* **Your instructions**
Restate all the data exactly, so that each line is the same as before.

* **Available records**
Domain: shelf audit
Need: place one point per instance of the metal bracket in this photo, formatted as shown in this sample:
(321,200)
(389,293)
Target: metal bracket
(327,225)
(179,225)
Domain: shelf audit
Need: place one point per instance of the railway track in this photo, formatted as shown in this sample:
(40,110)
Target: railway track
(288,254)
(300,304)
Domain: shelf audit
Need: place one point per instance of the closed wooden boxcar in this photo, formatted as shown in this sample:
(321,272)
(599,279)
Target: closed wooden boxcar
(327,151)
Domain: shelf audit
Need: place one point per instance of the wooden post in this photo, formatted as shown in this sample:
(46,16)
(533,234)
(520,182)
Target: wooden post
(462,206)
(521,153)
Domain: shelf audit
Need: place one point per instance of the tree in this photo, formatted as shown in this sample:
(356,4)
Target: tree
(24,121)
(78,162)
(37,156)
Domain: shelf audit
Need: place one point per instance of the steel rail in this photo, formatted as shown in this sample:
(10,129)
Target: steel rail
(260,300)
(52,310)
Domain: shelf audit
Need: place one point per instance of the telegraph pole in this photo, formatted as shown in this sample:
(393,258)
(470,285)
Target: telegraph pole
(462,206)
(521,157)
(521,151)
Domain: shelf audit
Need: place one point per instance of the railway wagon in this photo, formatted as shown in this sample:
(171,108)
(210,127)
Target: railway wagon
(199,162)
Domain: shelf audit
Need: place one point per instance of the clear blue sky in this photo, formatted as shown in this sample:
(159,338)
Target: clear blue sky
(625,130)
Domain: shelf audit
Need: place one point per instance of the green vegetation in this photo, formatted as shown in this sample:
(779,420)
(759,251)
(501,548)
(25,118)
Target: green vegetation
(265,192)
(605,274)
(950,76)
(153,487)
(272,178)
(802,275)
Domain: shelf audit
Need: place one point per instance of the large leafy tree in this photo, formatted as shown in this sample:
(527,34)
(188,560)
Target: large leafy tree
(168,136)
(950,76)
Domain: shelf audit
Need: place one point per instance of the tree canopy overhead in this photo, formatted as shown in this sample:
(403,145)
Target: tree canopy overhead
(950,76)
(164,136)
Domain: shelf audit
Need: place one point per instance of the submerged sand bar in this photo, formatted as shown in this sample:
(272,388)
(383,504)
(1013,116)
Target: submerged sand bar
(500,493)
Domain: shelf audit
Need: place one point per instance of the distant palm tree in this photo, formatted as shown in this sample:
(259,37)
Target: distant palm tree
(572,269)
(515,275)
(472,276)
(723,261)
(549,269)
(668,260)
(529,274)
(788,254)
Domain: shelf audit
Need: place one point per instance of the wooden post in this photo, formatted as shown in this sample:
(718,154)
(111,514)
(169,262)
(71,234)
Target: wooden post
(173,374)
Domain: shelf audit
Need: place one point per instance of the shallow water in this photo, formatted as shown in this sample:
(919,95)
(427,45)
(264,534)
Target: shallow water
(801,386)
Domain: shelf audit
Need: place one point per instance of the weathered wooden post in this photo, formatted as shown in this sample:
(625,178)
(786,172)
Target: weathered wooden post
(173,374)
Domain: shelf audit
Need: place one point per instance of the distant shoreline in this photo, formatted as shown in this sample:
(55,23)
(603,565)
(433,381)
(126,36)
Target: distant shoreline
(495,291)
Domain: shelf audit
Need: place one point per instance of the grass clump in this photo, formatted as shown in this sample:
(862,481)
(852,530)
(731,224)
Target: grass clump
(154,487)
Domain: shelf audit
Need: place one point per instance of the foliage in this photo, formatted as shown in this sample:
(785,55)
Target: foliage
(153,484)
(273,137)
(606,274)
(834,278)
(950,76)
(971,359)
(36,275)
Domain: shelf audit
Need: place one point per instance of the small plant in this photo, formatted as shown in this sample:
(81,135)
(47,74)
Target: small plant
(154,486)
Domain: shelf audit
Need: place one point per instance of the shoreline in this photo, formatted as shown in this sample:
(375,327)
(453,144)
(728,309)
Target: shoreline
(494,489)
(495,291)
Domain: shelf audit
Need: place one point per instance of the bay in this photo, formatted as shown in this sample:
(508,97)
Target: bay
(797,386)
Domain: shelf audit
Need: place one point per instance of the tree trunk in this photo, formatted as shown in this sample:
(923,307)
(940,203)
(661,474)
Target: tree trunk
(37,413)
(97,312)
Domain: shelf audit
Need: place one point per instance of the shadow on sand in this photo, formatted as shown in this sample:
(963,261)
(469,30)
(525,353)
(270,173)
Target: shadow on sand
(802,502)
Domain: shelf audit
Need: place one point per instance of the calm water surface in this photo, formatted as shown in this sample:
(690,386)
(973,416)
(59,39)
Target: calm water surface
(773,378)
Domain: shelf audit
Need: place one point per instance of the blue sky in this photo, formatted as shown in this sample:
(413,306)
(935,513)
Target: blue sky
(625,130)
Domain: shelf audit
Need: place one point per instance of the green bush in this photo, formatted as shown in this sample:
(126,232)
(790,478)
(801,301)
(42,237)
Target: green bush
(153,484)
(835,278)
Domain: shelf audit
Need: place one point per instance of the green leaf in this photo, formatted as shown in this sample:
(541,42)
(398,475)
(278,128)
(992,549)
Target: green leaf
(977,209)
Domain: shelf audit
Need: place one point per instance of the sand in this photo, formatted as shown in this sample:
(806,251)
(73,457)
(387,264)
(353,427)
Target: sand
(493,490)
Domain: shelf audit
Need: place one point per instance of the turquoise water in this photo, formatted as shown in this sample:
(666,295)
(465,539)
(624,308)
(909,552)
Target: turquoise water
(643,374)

* **Your response**
Domain: shelf audit
Need: place one point per instance of the metal bracket in this photo, formatted as shown in this sample:
(321,200)
(389,293)
Target: metal bracket
(327,225)
(179,225)
Domain: shelf audit
Need: place one point per instance of the railway track in this photo, formatted as shown in this sample:
(40,110)
Target: railway track
(288,254)
(300,304)
Domain: shelf audit
Need: place one point per instance of the closed wooden boxcar in this photo, formatted as shown in this sample:
(321,272)
(599,279)
Target: closed wooden boxcar
(327,151)
Domain: shelf audit
Need: place one point per instance of the wooden post in this photo, formatted as shown in this sample:
(46,16)
(533,234)
(520,182)
Target: wooden post
(462,206)
(521,153)
Domain: shelf audit
Need: place one point per instance of the tree in this photo, formatted as shown in this sample:
(356,4)
Target: tree
(24,121)
(78,162)
(37,156)
Domain: shelf audit
Need: place one point per instance of the steel rail in this photo, formatted as shown in this sample:
(10,129)
Target: steel rail
(260,300)
(52,310)
Domain: shelf audit
Need: place one point per instance of the telegraph pole in this photo, formatted as shown in this sample:
(393,258)
(470,285)
Target: telegraph pole
(462,206)
(521,157)
(521,151)
Domain: shelf audit
Need: place one point per instance of the railway wagon in this photo, formatted as shown in this sample:
(171,108)
(210,127)
Target: railway wagon
(199,162)
Domain: shelf audit
Need: place one point per instance of the clear blue sky in this photo, formatted as shown in this sample:
(159,338)
Target: clear blue sky
(625,130)
Domain: shelf audit
Need: place one point per instance of the green vegetation in this photo, formatted as shown in this sample:
(779,420)
(759,251)
(501,548)
(25,118)
Target: green vegetation
(265,192)
(605,274)
(950,76)
(153,487)
(272,178)
(802,275)
Domain: shelf audit
Need: place one point per instance of the large leafy tree in this photo, formatted as shown in this sample:
(527,34)
(188,560)
Target: large leafy tree
(168,136)
(950,76)
Domain: shelf audit
Need: place one point per instance of the tree canopy overhead in this photo, formatted as shown in this sample:
(403,145)
Target: tree canopy overhead
(950,76)
(164,136)
Domain: shelf audit
Need: place one point per instance of the submerged sand bar in this photo, formatted as shown in this sample:
(272,388)
(383,504)
(1013,116)
Target: submerged sand bar
(500,493)
Domain: shelf audit
Need: place one point per instance of the distant palm tree in this photo, formatted as shown in this sample:
(259,37)
Target: distant palm tree
(572,269)
(515,275)
(472,276)
(723,261)
(549,269)
(668,260)
(529,274)
(788,254)
Domain: shelf audit
Need: place one point per instance of the wooden post in this photo, formatted as shown in this sample:
(718,154)
(111,514)
(169,262)
(71,234)
Target: wooden post
(173,374)
Domain: shelf audit
Need: place one point per instance of the shallow water in this photo, formatted as shown in this sample:
(919,95)
(427,45)
(264,534)
Target: shallow water
(801,386)
Domain: shelf audit
Need: place one point per instance of the weathered wooden post in this photo, formatted as shown in this sample:
(625,178)
(786,172)
Target: weathered wooden post
(173,374)
Domain: shelf audit
Need: place one point per instance of the distant shoreline in this photo, formatted as shown in this sample:
(55,23)
(603,565)
(433,381)
(126,36)
Target: distant shoreline
(495,291)
Domain: shelf audit
Need: place one point per instance of the grass clump in this photo, formatted as shown in this sample:
(862,481)
(852,530)
(731,224)
Target: grass clump
(154,487)
Domain: shelf audit
Need: place one point per instance of the foliage in this photo, formatted as shown in this sample:
(785,55)
Target: foliage
(153,484)
(273,137)
(606,274)
(834,278)
(950,76)
(971,359)
(36,275)
Domain: shelf audit
Need: place one point per instance of the small plant in this photo, formatted as shown in this sample:
(81,135)
(47,74)
Target: small plant
(154,486)
Domain: shelf audit
Need: place one point per instance of the shoreline in this photo, formatted as shown in this sample:
(375,327)
(453,144)
(728,309)
Target: shoreline
(494,489)
(495,291)
Domain: shelf audit
Need: place one point per instance of the bay in this photo, formatted as shown in this sample:
(508,97)
Target: bay
(797,386)
Domain: shelf audit
Need: place one point per instance of the tree trunk in this photo, formatted as shown in this sample:
(923,307)
(940,203)
(661,474)
Target: tree trunk
(37,413)
(97,312)
Domain: shelf audit
Need: place one point per instance of the shadow on sand in this photo, formatted as shown in this sample:
(963,261)
(469,30)
(525,353)
(270,173)
Target: shadow on sand
(802,502)
Domain: shelf audit
Need: place one point per instance of the calm water surface in this photo, formatted as shown in this sample:
(690,386)
(973,416)
(59,39)
Target: calm water surface
(773,378)
Domain: shelf audit
Need: place one point per instance of the blue sky in this photo, formatted as shown in this sample:
(413,306)
(935,513)
Target: blue sky
(625,130)
Domain: shelf audit
Need: place one point per instance of the green bush in this photo, formatted as shown in this sample:
(126,232)
(790,478)
(801,301)
(42,237)
Target: green bush
(153,484)
(835,278)
Domain: shelf audit
Need: place one point per instance of the green leaf in this photo, formatted as shown in this sample:
(541,42)
(398,475)
(278,128)
(992,549)
Target: green leaf
(977,209)
Domain: shelf audit
Need: place one point per instance of the sand in this photo, formatted as shown in this sample:
(806,251)
(73,457)
(387,264)
(353,427)
Target: sand
(493,490)
Domain: shelf audit
Need: place one point per instance of the turquoise water in this photo, formatted as shown in this sample:
(666,295)
(465,539)
(624,308)
(909,552)
Target: turquoise water
(643,374)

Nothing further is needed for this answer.